Excerpt from a dataset:
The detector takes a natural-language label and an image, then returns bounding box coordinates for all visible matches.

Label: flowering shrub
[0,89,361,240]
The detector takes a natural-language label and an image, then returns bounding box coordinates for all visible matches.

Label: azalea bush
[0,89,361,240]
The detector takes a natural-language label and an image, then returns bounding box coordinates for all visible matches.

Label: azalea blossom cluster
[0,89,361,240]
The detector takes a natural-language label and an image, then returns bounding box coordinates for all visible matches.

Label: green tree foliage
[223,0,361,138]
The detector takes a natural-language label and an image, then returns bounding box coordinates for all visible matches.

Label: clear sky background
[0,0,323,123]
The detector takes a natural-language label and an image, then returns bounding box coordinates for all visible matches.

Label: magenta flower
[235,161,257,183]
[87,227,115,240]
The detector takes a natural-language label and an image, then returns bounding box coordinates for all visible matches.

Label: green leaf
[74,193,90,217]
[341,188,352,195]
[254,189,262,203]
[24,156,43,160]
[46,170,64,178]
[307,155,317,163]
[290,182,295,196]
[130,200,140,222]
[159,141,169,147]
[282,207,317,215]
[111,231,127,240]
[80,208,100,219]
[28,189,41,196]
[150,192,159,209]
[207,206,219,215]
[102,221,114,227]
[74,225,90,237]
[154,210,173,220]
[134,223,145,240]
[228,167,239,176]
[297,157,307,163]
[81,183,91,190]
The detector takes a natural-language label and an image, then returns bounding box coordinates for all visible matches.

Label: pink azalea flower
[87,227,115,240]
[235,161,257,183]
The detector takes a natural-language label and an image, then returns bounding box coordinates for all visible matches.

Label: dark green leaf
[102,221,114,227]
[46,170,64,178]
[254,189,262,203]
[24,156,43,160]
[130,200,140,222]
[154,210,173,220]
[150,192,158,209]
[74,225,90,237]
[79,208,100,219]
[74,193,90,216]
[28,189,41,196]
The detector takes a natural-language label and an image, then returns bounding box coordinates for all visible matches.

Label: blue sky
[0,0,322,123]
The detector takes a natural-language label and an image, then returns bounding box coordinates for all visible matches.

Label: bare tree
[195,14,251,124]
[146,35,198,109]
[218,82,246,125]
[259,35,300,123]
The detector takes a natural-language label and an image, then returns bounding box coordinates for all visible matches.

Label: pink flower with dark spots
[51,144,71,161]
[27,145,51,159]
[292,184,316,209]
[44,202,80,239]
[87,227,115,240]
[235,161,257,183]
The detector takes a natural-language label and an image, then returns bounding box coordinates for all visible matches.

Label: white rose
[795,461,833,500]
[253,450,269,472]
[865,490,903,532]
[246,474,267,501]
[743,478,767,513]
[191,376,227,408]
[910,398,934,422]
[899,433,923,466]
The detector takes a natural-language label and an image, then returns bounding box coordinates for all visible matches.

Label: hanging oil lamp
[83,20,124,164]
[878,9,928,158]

EXERCISE DIRECTIONS: Please reproduce each line exactly as written.

FULL ANSWER:
The detector takes a natural-language label and an image, then returns bounding box coordinates for all visible matches.

Label: flowering shrub
[0,89,361,240]
The detector takes a natural-language label and an image, then returns bounding box coordinates for all visible matches.

Label: azalea bush
[0,89,361,240]
The detector takes a natural-language label and an image, then returns bounding box coordinates for all visible matches.

Label: azalea blossom cluster
[0,89,361,240]
The detector takes a natural-language label and an image, then returns bounding box coordinates for all visible matches.

Label: green tree foliage
[223,0,361,138]
The detector takes a natural-language label and an image, then returns bounding box coordinates for all visible matches.

Label: clear sky background
[0,0,323,123]
The detector takes a natural-language label and an image, then returns bounding box coordinates for all visible matches.

Label: magenta flower
[235,161,257,183]
[87,227,115,240]
The detector takes a natural-language label and an image, then returns bounding box coordinates for all visible matches.

Label: green leaf
[74,193,90,217]
[341,188,352,195]
[254,189,262,203]
[24,156,43,160]
[46,170,64,178]
[307,155,317,163]
[290,182,295,196]
[130,200,140,222]
[159,141,169,147]
[282,207,317,215]
[111,231,127,240]
[80,208,100,219]
[28,189,41,196]
[150,192,159,209]
[207,206,219,215]
[102,221,114,227]
[74,225,90,237]
[154,210,173,220]
[134,223,145,240]
[228,167,239,176]
[297,157,307,163]
[81,183,91,190]
The detector takes a natural-language label and an image, then returns bounding box coordinates for all visible matches.

Label: pink azalea flower
[87,227,115,240]
[235,161,257,183]
The detector takes a natural-language label and an image, then returns bounding box coordinates for all visible matches.

Label: dark green leaf
[102,221,114,227]
[46,170,64,178]
[254,189,262,203]
[24,156,43,160]
[130,200,140,222]
[154,210,173,220]
[150,192,158,209]
[74,225,90,237]
[79,208,100,219]
[74,193,90,216]
[28,189,41,196]
The detector takes a natural-language label and an image, then returns bounding box coordinates for all visible matches.

Label: blue sky
[0,0,322,123]
The detector takes a natural-language label and an image, then returns bounding box coordinates for all visible matches.

Label: bare tree
[195,14,251,124]
[146,35,198,109]
[218,82,246,125]
[259,35,300,123]
The detector takes a natural-language label and an image, then returns bounding box coordinates for all visible matches.

Label: pink flower with dark spots
[51,144,71,161]
[27,145,51,159]
[292,184,316,209]
[44,202,80,239]
[87,227,115,240]
[235,161,257,183]
The detector takes a natural-language label and an image, then returns bounding box coordinates for all visible matches.

Label: white rose
[795,461,833,500]
[253,450,269,472]
[865,490,903,532]
[246,474,267,501]
[743,478,767,513]
[191,376,227,408]
[910,398,934,422]
[899,433,923,466]
The detector takes a natural-language label and an image, then returns bounding box coordinates for all visible matches.

Label: hanging oil lamp
[83,20,124,164]
[878,9,928,158]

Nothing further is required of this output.